▶ [WHAT YOU NEED TO DO] What lines of the data hold the string "woman"? Copy them all.

Source records
━━━━━━━━━━━━━━━━
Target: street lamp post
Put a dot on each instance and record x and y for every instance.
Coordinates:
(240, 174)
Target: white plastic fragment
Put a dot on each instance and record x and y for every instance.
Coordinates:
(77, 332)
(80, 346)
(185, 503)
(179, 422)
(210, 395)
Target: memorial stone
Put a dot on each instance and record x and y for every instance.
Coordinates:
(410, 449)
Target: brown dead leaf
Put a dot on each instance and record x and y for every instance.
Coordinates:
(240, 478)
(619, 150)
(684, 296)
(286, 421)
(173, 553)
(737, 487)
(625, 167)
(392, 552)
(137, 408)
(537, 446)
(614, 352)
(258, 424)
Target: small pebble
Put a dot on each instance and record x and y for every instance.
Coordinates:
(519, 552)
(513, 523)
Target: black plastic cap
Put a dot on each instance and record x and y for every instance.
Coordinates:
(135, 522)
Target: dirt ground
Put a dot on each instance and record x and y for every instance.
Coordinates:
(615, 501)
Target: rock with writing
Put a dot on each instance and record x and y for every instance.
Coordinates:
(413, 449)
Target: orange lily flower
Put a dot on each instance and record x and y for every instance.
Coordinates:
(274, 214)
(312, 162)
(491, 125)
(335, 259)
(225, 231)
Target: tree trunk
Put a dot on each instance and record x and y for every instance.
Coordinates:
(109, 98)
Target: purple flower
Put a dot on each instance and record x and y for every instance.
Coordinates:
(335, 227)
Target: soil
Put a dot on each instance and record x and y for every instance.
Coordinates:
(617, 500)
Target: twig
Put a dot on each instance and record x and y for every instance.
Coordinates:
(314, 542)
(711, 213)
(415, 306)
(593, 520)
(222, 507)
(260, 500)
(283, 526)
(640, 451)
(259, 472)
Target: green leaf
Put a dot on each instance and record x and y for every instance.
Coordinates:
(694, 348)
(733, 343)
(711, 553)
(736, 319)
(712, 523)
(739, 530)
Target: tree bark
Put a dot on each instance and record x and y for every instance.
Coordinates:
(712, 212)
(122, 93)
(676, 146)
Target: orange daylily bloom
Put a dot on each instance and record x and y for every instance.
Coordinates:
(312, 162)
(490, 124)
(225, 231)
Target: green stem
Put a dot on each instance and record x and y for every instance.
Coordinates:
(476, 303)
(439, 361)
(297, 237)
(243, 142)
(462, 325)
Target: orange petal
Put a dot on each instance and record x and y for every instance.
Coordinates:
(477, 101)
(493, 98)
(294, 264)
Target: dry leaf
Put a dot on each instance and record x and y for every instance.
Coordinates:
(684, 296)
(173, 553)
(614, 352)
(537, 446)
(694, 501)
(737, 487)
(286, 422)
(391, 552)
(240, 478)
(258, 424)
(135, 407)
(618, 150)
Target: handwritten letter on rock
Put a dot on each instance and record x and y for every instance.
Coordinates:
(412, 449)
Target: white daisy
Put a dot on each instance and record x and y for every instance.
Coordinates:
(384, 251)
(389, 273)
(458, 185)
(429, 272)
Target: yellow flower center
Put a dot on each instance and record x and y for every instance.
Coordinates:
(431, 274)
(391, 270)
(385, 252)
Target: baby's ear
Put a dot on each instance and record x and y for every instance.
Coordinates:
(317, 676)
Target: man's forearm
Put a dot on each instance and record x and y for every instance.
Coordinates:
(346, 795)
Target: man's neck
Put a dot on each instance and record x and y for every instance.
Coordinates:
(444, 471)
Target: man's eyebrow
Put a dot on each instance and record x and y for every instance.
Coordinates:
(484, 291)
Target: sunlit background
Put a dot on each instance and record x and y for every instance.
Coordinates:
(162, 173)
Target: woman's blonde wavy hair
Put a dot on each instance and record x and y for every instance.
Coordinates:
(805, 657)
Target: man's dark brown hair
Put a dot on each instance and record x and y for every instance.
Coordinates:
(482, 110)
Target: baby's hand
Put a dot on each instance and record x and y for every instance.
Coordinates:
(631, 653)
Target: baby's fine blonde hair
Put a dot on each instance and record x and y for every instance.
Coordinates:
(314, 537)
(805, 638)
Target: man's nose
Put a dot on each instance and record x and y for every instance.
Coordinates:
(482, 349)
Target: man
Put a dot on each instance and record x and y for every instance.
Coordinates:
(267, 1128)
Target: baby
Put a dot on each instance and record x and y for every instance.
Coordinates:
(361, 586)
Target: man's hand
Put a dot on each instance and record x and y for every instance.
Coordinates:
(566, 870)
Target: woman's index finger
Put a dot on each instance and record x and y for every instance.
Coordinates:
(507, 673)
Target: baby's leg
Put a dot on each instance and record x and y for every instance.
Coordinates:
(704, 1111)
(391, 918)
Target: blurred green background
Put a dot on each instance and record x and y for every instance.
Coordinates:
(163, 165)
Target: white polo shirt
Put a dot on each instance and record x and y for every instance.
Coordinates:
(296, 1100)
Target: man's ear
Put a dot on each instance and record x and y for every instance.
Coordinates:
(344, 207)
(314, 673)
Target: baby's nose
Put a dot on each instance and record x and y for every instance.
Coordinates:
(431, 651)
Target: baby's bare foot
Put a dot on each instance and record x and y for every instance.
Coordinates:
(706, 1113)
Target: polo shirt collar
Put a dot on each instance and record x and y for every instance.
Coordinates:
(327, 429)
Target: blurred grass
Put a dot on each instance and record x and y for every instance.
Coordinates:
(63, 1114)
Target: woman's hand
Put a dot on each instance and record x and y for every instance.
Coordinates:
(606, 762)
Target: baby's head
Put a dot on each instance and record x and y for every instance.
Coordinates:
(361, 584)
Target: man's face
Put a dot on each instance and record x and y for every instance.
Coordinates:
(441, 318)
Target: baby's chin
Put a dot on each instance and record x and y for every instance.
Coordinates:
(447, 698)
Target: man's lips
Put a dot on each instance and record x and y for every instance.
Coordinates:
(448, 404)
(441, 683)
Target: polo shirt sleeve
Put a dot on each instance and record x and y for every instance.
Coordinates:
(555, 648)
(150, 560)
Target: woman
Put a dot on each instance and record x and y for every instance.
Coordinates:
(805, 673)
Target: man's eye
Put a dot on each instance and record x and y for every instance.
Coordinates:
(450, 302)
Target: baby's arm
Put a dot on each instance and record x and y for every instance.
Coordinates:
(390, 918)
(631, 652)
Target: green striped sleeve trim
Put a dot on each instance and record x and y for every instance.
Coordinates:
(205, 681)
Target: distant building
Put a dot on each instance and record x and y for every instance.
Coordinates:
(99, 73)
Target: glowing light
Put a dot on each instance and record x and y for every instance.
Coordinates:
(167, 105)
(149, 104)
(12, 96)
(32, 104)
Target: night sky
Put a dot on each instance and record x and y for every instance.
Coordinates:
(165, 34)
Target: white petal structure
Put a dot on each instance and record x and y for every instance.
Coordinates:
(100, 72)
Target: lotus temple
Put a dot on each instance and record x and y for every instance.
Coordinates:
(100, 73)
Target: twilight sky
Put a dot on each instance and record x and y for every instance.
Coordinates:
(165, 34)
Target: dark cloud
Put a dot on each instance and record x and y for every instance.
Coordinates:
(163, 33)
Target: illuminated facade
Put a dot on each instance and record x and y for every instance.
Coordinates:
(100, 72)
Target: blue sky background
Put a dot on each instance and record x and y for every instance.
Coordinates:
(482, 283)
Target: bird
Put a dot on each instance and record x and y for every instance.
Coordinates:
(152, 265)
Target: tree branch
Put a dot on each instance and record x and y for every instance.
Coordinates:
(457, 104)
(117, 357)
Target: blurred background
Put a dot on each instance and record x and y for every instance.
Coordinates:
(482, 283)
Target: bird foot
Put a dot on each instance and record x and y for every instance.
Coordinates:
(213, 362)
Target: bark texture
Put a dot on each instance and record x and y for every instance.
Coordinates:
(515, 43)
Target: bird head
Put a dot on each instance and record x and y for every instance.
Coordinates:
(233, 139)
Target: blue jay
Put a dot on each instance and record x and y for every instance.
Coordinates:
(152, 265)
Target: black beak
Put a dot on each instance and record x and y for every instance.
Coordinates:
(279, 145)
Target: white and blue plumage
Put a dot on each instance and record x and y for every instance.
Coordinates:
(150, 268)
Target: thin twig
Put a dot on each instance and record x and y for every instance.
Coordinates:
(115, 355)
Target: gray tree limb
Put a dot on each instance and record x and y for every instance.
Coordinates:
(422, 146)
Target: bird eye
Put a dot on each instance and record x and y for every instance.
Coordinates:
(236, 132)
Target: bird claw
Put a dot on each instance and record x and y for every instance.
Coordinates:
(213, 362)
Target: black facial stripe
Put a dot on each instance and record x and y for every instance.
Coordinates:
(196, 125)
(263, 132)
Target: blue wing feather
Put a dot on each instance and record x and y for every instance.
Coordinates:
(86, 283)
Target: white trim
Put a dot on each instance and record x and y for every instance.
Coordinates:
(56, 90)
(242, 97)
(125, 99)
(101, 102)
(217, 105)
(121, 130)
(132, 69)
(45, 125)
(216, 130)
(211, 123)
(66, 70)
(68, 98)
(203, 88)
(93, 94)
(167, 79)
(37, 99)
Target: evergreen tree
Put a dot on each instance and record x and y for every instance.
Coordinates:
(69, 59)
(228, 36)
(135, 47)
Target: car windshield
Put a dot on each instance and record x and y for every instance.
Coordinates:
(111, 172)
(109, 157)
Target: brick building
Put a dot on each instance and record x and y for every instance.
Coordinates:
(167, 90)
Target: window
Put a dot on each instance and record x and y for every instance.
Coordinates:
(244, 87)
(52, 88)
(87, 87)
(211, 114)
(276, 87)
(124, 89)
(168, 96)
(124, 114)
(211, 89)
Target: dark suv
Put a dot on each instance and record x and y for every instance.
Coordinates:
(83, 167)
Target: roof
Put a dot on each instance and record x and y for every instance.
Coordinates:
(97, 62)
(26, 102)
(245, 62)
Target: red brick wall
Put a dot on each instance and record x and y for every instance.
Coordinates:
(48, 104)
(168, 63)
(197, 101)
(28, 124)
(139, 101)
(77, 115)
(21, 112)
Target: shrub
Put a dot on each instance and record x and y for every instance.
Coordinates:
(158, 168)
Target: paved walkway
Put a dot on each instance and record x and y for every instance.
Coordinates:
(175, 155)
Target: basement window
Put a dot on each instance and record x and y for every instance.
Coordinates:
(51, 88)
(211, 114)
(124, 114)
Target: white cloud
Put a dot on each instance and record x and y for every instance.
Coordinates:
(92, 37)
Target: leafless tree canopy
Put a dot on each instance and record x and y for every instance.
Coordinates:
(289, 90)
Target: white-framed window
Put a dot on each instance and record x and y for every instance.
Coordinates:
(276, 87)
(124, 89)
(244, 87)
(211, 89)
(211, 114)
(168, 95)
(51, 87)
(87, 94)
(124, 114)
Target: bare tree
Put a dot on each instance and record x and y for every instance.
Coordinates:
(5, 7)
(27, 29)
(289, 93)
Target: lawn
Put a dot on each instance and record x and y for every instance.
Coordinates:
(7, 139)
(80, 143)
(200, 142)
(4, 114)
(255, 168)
━━━━━━━━━━━━━━━━
▶ [RESPONSE TO THE TASK]
Target: woman's blonde wavy hair
Target: woman's index finger
Target: woman's hand
Target: woman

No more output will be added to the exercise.